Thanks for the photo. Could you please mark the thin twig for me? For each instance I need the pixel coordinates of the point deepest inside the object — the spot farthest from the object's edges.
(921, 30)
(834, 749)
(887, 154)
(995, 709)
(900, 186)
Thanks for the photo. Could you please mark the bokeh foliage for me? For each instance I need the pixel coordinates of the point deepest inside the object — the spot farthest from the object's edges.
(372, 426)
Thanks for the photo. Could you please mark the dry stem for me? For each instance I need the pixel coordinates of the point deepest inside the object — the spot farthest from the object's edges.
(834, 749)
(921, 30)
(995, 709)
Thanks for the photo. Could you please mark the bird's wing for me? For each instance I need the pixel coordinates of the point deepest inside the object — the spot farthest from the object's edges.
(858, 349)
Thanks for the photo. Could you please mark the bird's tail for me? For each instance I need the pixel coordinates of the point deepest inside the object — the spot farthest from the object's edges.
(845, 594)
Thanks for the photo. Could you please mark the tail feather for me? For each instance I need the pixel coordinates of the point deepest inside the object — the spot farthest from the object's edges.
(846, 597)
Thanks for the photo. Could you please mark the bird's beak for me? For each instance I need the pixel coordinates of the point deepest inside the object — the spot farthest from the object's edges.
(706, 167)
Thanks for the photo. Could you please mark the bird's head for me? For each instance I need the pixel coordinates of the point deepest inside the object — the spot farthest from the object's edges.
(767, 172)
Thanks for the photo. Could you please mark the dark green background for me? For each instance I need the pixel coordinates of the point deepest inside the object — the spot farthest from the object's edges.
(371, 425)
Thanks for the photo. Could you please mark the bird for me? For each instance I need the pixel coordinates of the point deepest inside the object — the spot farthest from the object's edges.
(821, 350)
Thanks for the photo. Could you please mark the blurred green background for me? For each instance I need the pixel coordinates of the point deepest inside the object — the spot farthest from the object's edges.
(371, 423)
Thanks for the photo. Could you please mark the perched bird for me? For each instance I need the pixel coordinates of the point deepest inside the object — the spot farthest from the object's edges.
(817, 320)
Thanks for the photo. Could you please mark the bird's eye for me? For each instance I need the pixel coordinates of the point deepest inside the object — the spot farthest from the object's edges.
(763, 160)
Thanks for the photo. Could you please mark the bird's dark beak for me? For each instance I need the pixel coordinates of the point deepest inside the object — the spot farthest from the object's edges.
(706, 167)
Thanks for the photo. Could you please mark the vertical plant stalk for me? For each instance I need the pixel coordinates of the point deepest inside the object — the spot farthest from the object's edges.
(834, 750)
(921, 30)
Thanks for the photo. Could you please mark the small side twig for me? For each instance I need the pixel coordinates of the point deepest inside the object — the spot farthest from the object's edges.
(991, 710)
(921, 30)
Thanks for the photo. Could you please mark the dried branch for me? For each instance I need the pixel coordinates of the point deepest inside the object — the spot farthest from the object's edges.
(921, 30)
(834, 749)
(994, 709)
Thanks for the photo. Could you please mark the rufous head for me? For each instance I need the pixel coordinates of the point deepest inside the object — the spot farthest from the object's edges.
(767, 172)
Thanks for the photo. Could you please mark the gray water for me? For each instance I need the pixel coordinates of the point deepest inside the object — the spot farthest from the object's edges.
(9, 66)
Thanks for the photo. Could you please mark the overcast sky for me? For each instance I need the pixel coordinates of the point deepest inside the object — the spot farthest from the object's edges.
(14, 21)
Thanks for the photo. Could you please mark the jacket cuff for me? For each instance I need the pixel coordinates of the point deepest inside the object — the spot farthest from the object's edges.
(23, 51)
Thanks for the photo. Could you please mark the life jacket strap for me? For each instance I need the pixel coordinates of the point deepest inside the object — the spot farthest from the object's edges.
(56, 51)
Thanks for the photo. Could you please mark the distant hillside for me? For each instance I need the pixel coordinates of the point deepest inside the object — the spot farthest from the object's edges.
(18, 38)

→ **Try it**:
Would you give the listing again, word for word?

→ **Output for this task**:
Thanks for the photo. Could you please mark the thin twig for me? For each instance I need the pixel coordinates of the point deepest inside the object — the spot farthest from the object's edges.
(921, 30)
(834, 749)
(887, 154)
(995, 709)
(900, 186)
Thanks for the photo. Could you please mark the bokeh foliage for me? For each instance I need the pixel coordinates of the point deepest inside the object — the spot farthest from the object's edges.
(372, 426)
Thanks for the photo. Could you please mark the dry stem for me? For each instance I need the pixel coordinates of the point deepest inside the object — the spot farthest from the object's edges.
(834, 749)
(921, 30)
(995, 709)
Thanks for the photo. Could you please mark the bird's wing for me? For each instance I need the pixel coordinates of the point deepest inside the object — the spot farthest from the object's edges.
(858, 349)
Thanks for the photo. Could you please mark the bird's tail for me? For each instance I need the pixel coordinates of the point deepest inside the object — the spot farthest from the object's edges.
(845, 594)
Thanks for the photo. Could you please mark the tail feather for me? For each instance I need the pixel coordinates of the point deepest inside the object — the spot farthest from the object's edges.
(846, 597)
Thanks for the photo. Could you please mark the bird's beak for me? For each instance I need the pixel coordinates of the point deepest inside the object — the spot farthest from the object's edges.
(706, 167)
Thanks for the photo. Could you please mark the bird's head for me? For each instance I need the pixel coordinates of the point deepest inside the object — the spot farthest from the object's edges.
(767, 172)
Thanks for the photo. Could you please mark the dark green background for me? For each instance I need the pixel coordinates of the point deepest inside the object — the spot farthest from the object's edges.
(371, 425)
Thanks for the photo. Could you please mark the bird for me? For each instance I need the pixel coordinates of the point deepest inside the object — the spot farthest from the object's edges.
(821, 350)
Thanks for the photo. Could you please mark the blurred green background for me? For each instance I need the pixel coordinates of the point deepest inside the object — the spot farthest from the object's edges.
(371, 423)
Thanks for the photo. Could you please mark the perched bird for me? For each instance I need the pixel coordinates of the point deepest inside the object — the spot farthest from the object's edges.
(817, 320)
Thanks for the photo. Could you please mark the bird's eye for me? For each instance I need the pixel coordinates of the point deepest inside the object — the spot farthest from the object's edges.
(763, 160)
Thanks for the photo. Could you please mark the bird's dark beak for me? For each instance I need the pixel coordinates of the point deepest inside the object — the spot farthest from the object's edges.
(706, 167)
Thanks for the photo. Could you please mark the vertical plant stalk for me? For each instance I need the pixel coordinates of the point deepest inside the object — the spot farthest from the object's edges.
(834, 750)
(921, 30)
Thanks for the photo. Could you please mark the small side twig for me? For each instance I need the pixel coordinates of the point deepest inside the object — the spot farthest from the object's edges.
(991, 710)
(921, 30)
Thanks for the photo. Could you please mark the dried branch for me? For each instance I need the pixel coordinates of the point deepest inside the object — the spot farthest from the object's edges.
(921, 30)
(834, 749)
(994, 709)
Thanks for the photo. Could you please mark the rufous head for me? For each instance I need the pixel coordinates of the point deepest inside the object — the spot farthest from the object's edges.
(767, 172)
Thanks for the photo. Could you please mark the gray water for me? For each instance I need the pixel coordinates of the point deepest inside the object — the spot farthest from the object's edges.
(9, 66)
Thanks for the photo. Could you please mark the overcast sky for me? For each instance I need the pixel coordinates of the point deepest inside the object — the spot farthest from the object's edges.
(14, 21)
Thanks for the photo. Could you please mark the jacket cuff for me? For each instance I need the pixel coordinates of the point deepest inside the object — the spot farthest from the object's edges.
(23, 51)
Thanks for the photo. Could you please mark the life jacket strap for me? For each instance I need the pixel coordinates of the point deepest inside the object — the spot farthest from the object's edges.
(56, 51)
Thanks for the photo. Could you please mark the distant hillside for me? For each instance I need the pixel coordinates of the point deepest inside the object — the spot farthest from the object's edges.
(18, 38)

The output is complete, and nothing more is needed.